Location identification records

- - - -

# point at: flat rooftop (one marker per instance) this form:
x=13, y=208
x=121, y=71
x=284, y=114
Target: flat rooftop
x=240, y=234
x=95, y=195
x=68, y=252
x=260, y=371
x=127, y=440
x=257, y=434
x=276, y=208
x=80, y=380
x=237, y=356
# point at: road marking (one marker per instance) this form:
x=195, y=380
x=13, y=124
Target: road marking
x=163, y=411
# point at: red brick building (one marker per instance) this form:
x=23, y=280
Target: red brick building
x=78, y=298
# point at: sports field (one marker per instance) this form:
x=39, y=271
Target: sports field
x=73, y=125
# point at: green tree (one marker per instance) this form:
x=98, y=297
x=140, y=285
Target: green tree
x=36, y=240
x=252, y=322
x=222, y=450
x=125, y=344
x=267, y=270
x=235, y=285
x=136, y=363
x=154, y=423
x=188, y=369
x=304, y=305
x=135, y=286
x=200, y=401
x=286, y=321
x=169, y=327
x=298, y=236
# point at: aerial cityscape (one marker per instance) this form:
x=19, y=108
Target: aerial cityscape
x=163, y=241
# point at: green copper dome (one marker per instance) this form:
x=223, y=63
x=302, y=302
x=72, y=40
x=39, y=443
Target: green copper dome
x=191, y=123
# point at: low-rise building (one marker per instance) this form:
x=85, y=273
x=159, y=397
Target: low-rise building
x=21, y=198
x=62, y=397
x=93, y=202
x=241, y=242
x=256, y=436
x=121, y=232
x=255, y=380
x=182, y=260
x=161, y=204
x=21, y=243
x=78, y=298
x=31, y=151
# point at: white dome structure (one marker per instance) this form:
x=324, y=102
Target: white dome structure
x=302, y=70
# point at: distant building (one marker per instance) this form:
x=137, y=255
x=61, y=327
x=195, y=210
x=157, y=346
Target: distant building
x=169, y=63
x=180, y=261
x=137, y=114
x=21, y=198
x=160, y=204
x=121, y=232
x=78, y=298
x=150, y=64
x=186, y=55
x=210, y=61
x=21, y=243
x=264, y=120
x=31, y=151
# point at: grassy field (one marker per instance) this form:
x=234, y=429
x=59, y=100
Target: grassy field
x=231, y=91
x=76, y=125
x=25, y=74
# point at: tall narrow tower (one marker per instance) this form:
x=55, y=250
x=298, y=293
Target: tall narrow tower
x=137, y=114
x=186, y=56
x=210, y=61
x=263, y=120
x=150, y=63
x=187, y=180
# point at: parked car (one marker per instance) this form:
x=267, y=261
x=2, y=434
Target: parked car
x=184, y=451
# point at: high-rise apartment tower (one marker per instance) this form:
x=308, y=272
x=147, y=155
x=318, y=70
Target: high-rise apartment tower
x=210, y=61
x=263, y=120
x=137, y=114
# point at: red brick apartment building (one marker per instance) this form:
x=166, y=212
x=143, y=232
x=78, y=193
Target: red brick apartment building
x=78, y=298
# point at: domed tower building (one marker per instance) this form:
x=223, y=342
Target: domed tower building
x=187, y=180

- - - -

## Problem description
Copy these lines without any changes, covering every one of the records.

## The result
# point at: flat rooftop (one marker per instance) this form:
x=13, y=208
x=121, y=71
x=284, y=114
Target: flat rooftop
x=240, y=234
x=95, y=195
x=68, y=252
x=260, y=371
x=127, y=440
x=257, y=434
x=276, y=208
x=80, y=380
x=237, y=356
# point at: road marking (one marker per instance) this form:
x=195, y=380
x=13, y=124
Target: road marking
x=163, y=411
# point at: red brick building (one marker per instance) this form:
x=23, y=280
Target: red brick building
x=78, y=298
# point at: sports field (one marker per instance) this form:
x=39, y=271
Target: sports field
x=73, y=125
# point at: green tree (one marker per instance) this form:
x=98, y=297
x=140, y=285
Target: green tree
x=36, y=240
x=252, y=322
x=222, y=450
x=125, y=344
x=267, y=270
x=235, y=285
x=136, y=363
x=154, y=423
x=188, y=369
x=304, y=305
x=135, y=286
x=200, y=401
x=286, y=321
x=169, y=327
x=298, y=236
# point at: aerial cityscape (one marker per instance) this form:
x=19, y=108
Target: aerial cityscape
x=163, y=241
# point at: green copper dome (one marker per instance) this form:
x=223, y=63
x=302, y=302
x=72, y=40
x=39, y=443
Target: green copper dome
x=191, y=123
# point at: low-rise building (one marker per instance) this form:
x=85, y=273
x=159, y=397
Target: low-rise building
x=21, y=198
x=62, y=397
x=93, y=202
x=241, y=242
x=256, y=436
x=121, y=232
x=255, y=380
x=182, y=260
x=161, y=204
x=21, y=243
x=78, y=298
x=31, y=151
# point at: white dome structure (one marker per instance) this form:
x=324, y=102
Target: white dome structure
x=302, y=70
# point at: distant building (one marker per instance) this form:
x=137, y=255
x=61, y=327
x=195, y=210
x=157, y=346
Target: distant building
x=169, y=63
x=180, y=261
x=137, y=114
x=21, y=198
x=160, y=204
x=121, y=232
x=78, y=298
x=150, y=64
x=186, y=55
x=210, y=61
x=21, y=243
x=264, y=120
x=31, y=151
# point at: grassy field (one marker per instance) this form:
x=234, y=429
x=59, y=100
Target: grassy field
x=231, y=91
x=76, y=125
x=25, y=74
# point at: tall narrow tower (one marker per instance) this form:
x=55, y=250
x=298, y=293
Target: tall narrow tower
x=137, y=114
x=186, y=56
x=210, y=61
x=263, y=120
x=150, y=63
x=187, y=180
# point at: parked car (one marker per instance) this form:
x=267, y=261
x=2, y=434
Target: parked car
x=184, y=451
# point at: high-rise apartment tower (one marker per instance) this form:
x=308, y=272
x=147, y=155
x=318, y=70
Target: high-rise apartment tower
x=210, y=61
x=263, y=120
x=137, y=114
# point at: red brick apartment building (one marker per instance) this form:
x=166, y=212
x=143, y=232
x=78, y=193
Target: red brick apartment building
x=78, y=298
# point at: domed tower building (one marker per instance) this form:
x=223, y=342
Target: domed tower building
x=187, y=180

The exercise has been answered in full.